• Task goal: Turn the records below into a two-column CSV with the headers instruction and output, one row per record. Put each record's text and its answer each in a single quoted field, with line breaks replaced by spaces, and omit the pictures.

____

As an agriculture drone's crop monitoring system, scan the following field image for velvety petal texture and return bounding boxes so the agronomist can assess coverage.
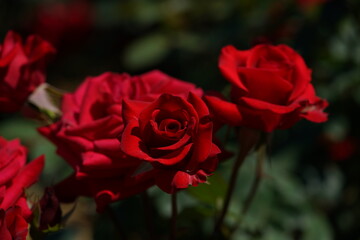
[210,44,328,132]
[0,31,55,112]
[39,70,203,211]
[121,92,220,193]
[0,137,44,240]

____

• Task response:
instruction,output
"As an agriculture drone's crop monitoring system, scan the following field image for velvety petal texture and return bounding boxes so the agronomist can assess coverage.","[210,44,328,132] [0,31,55,112] [39,70,203,211] [121,92,220,193] [0,137,44,240]"